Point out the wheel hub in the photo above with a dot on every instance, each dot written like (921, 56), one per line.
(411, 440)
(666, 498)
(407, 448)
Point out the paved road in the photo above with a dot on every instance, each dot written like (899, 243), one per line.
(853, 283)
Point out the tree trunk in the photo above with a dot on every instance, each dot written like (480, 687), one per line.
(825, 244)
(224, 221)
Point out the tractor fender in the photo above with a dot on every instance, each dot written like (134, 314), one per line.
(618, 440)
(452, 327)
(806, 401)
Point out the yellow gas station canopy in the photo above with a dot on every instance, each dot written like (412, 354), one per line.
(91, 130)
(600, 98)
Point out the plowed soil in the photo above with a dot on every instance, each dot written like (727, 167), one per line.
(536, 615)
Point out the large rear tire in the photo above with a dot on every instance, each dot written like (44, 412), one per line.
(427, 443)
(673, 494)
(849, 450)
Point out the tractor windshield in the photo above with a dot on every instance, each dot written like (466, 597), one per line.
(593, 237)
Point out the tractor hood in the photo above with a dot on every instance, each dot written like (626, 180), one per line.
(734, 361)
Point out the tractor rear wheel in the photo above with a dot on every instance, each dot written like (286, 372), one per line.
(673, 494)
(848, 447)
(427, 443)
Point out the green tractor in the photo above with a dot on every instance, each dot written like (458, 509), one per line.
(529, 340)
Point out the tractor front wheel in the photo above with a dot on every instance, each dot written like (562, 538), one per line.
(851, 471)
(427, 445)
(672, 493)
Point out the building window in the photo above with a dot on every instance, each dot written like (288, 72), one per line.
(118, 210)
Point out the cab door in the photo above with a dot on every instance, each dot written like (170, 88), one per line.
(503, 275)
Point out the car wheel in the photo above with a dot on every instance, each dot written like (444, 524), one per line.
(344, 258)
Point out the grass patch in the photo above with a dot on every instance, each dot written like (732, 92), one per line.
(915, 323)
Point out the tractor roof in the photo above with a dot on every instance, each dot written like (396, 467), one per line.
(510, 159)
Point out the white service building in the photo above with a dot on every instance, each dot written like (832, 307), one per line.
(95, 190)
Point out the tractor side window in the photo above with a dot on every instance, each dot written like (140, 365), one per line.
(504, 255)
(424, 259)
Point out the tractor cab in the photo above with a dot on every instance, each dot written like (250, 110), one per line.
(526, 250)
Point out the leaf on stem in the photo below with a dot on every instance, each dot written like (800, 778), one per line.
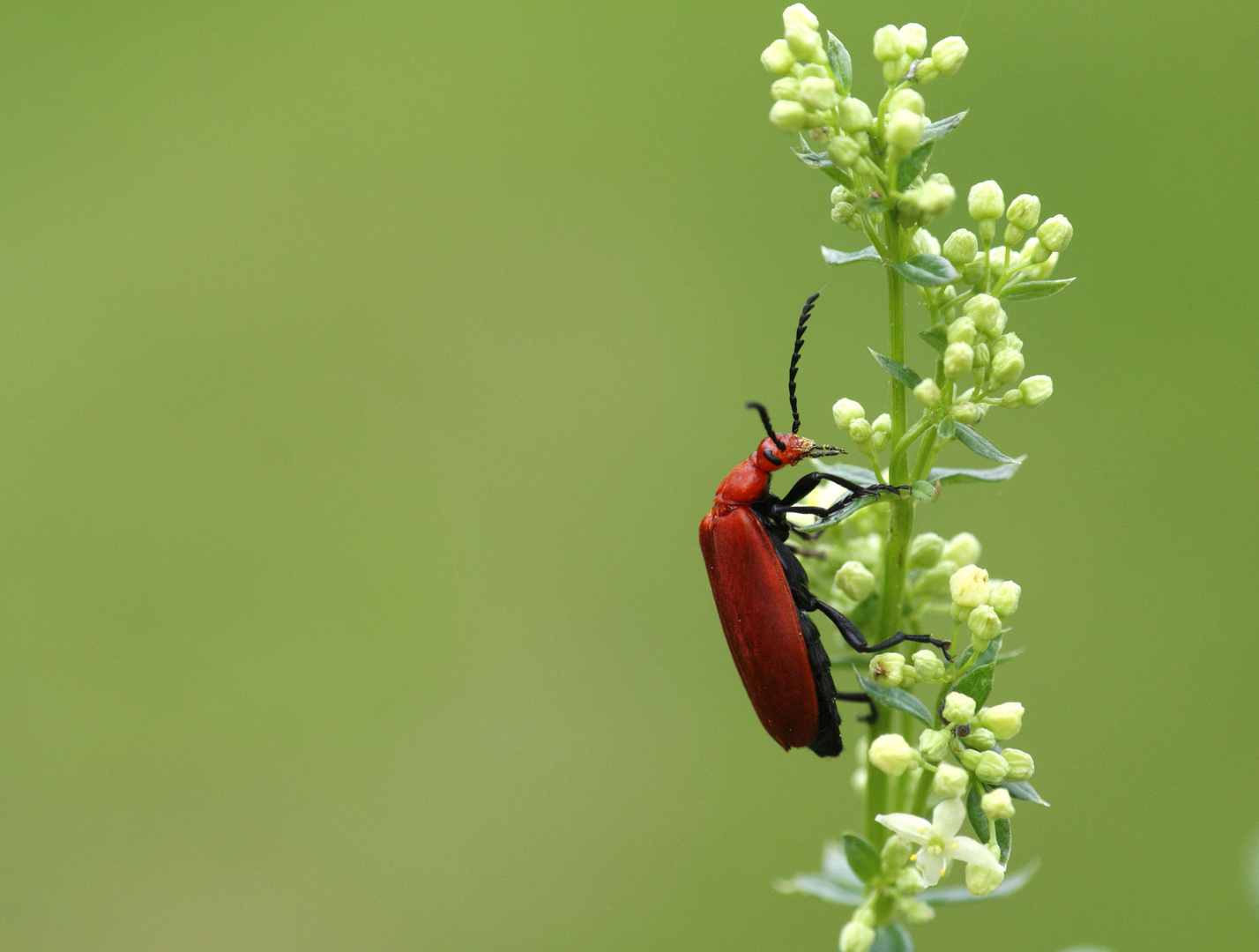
(976, 443)
(927, 271)
(836, 257)
(905, 375)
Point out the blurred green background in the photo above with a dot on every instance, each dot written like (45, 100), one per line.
(367, 369)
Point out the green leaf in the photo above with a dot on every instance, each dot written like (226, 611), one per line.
(974, 813)
(905, 375)
(977, 684)
(862, 858)
(814, 884)
(927, 271)
(956, 896)
(841, 63)
(991, 473)
(976, 443)
(937, 337)
(913, 165)
(896, 698)
(942, 128)
(893, 937)
(1023, 790)
(1005, 839)
(834, 257)
(1030, 290)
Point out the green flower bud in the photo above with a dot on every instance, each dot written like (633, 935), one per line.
(958, 359)
(856, 582)
(860, 431)
(891, 755)
(926, 71)
(846, 411)
(928, 393)
(909, 100)
(950, 781)
(806, 43)
(799, 13)
(1021, 766)
(948, 56)
(986, 203)
(1055, 234)
(888, 44)
(843, 152)
(1003, 720)
(905, 132)
(787, 115)
(896, 855)
(856, 937)
(933, 745)
(1024, 212)
(1005, 599)
(996, 804)
(777, 58)
(981, 881)
(818, 93)
(785, 88)
(926, 551)
(1036, 390)
(958, 708)
(928, 666)
(1008, 367)
(992, 767)
(983, 622)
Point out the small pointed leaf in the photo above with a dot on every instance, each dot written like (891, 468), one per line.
(976, 443)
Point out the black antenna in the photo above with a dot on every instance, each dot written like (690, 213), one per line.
(764, 419)
(794, 359)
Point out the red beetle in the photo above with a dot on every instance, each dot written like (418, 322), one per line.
(762, 591)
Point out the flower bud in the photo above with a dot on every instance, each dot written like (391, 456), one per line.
(933, 745)
(905, 132)
(958, 359)
(788, 116)
(909, 100)
(983, 623)
(958, 708)
(992, 767)
(948, 55)
(950, 781)
(799, 13)
(856, 582)
(1021, 766)
(928, 666)
(891, 755)
(1008, 367)
(777, 58)
(856, 937)
(986, 203)
(1055, 234)
(1036, 390)
(1024, 213)
(1003, 720)
(888, 44)
(1005, 599)
(928, 393)
(843, 152)
(981, 881)
(818, 93)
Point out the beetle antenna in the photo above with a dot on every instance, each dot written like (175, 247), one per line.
(764, 419)
(794, 361)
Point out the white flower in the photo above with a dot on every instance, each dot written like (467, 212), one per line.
(938, 840)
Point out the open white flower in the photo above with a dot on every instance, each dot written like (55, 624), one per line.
(938, 840)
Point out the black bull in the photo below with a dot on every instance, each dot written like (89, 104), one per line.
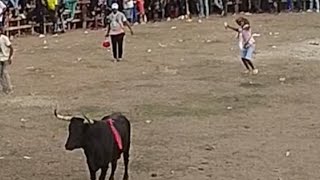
(98, 143)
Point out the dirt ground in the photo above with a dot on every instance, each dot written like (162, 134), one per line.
(209, 121)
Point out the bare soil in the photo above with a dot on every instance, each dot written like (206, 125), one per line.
(209, 121)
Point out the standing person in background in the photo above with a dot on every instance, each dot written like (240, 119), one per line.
(142, 12)
(52, 7)
(204, 8)
(219, 4)
(128, 6)
(117, 21)
(3, 9)
(6, 52)
(311, 7)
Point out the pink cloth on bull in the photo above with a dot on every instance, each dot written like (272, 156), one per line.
(115, 133)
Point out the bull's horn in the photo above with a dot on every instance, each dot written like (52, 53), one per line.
(87, 120)
(65, 118)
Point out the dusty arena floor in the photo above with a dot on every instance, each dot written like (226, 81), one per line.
(194, 114)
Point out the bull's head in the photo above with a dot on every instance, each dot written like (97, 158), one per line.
(77, 129)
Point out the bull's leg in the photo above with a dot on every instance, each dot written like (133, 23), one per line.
(103, 173)
(126, 163)
(113, 169)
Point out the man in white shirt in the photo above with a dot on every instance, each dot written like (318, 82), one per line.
(6, 52)
(3, 8)
(128, 6)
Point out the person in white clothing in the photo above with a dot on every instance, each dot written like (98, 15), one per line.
(6, 52)
(128, 6)
(3, 9)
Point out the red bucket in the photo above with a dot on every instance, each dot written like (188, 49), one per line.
(106, 43)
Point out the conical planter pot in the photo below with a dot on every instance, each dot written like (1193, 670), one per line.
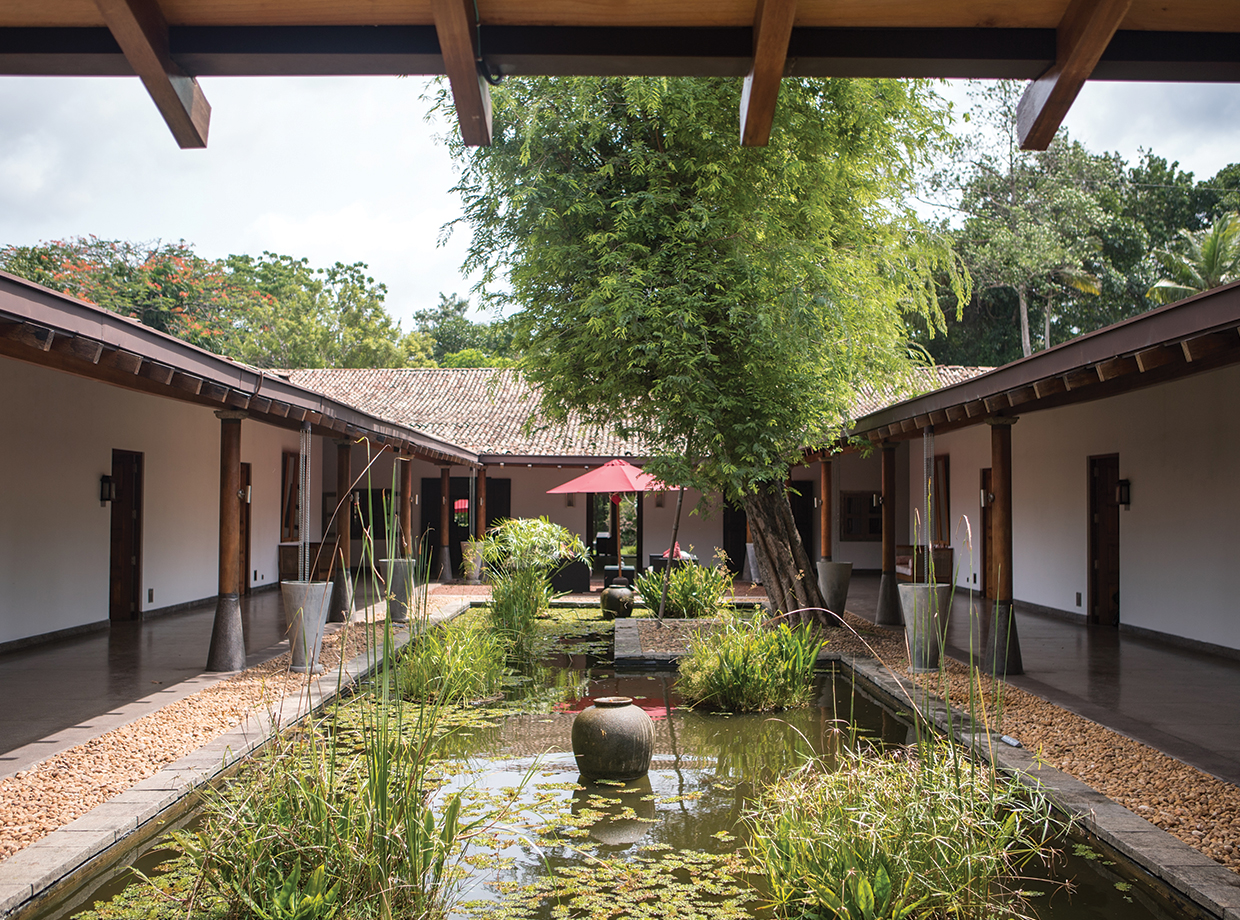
(616, 599)
(399, 577)
(613, 739)
(305, 606)
(471, 561)
(925, 619)
(833, 578)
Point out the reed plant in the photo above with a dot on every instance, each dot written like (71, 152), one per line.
□ □ □ □ □
_EXERCISE:_
Your task is to set down exactly the lines that run from the line holding "Point out the bull's leg" through the close of the entries, including both ends. Pictures stay out.

_TASK ANSWER:_
Point out the bull's leg in the photo above with a dot on every instance, each dot written like (133, 23), one per line.
(103, 173)
(126, 163)
(113, 169)
Point out the man in white shirt in the photo above with a dot on every instance, each dot written like (318, 82), one per line.
(6, 52)
(3, 8)
(128, 6)
Point out the person in white clothing in the photo above with a dot on every instance, each dot written like (98, 15), one per line.
(6, 52)
(128, 6)
(3, 9)
Point out the red bucket in the photo above with a dot on every instance, each dot written like (188, 49), one per line.
(106, 43)
Point out the conical planter pot in the photo below with a dot on every instance, each dot written like (1193, 670), one per line.
(616, 599)
(399, 577)
(613, 739)
(305, 606)
(471, 561)
(925, 619)
(833, 578)
Point out the reed plant in the photo above with a dot on every instance, each dot written like (71, 152), one per line.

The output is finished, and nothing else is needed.